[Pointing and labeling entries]

══════════════════════════════

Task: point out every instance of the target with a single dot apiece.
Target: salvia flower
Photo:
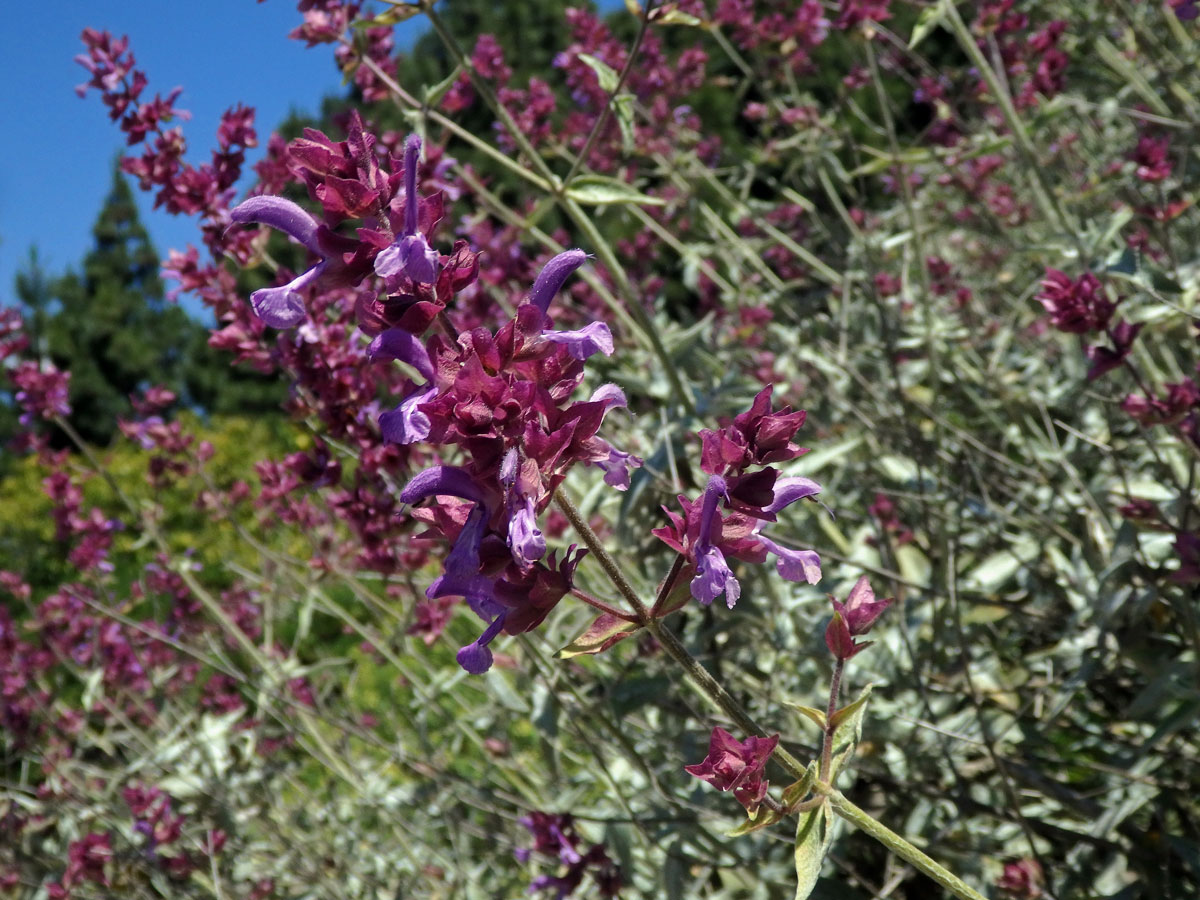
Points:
(1077, 307)
(406, 424)
(713, 575)
(552, 277)
(283, 306)
(853, 618)
(1105, 359)
(526, 540)
(791, 564)
(737, 766)
(411, 253)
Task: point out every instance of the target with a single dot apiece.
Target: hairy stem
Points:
(898, 845)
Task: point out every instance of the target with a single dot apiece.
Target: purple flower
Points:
(615, 463)
(853, 618)
(526, 540)
(411, 253)
(552, 276)
(713, 576)
(399, 343)
(736, 766)
(1077, 307)
(406, 424)
(616, 467)
(445, 481)
(283, 306)
(791, 564)
(477, 657)
(795, 564)
(587, 341)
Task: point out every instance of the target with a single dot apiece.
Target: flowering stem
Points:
(721, 699)
(641, 615)
(667, 585)
(643, 25)
(631, 309)
(701, 679)
(898, 845)
(1045, 197)
(827, 744)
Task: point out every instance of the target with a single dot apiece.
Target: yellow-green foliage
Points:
(28, 543)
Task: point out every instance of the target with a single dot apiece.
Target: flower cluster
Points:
(852, 619)
(737, 766)
(504, 400)
(707, 537)
(555, 835)
(503, 397)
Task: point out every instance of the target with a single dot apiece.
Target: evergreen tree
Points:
(111, 325)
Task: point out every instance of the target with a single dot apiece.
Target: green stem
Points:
(1045, 197)
(898, 845)
(827, 743)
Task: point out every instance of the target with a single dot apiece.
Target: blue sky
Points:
(55, 161)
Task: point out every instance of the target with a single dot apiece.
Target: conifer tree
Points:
(111, 325)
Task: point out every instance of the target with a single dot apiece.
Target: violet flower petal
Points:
(714, 577)
(610, 395)
(282, 215)
(399, 343)
(526, 540)
(444, 480)
(412, 157)
(283, 306)
(616, 468)
(795, 564)
(552, 277)
(790, 490)
(475, 657)
(586, 342)
(407, 424)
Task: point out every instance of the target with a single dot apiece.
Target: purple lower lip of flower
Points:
(616, 468)
(477, 658)
(552, 276)
(282, 215)
(399, 343)
(790, 490)
(714, 577)
(610, 395)
(445, 480)
(526, 540)
(283, 306)
(407, 424)
(795, 564)
(411, 255)
(586, 342)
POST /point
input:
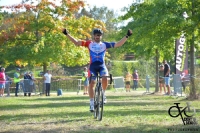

══════════════════════════════

■ What needs to be done: Show every line of the items above that contains the word "purple".

■ Solution:
Target: purple flower
Target: purple lower lip of flower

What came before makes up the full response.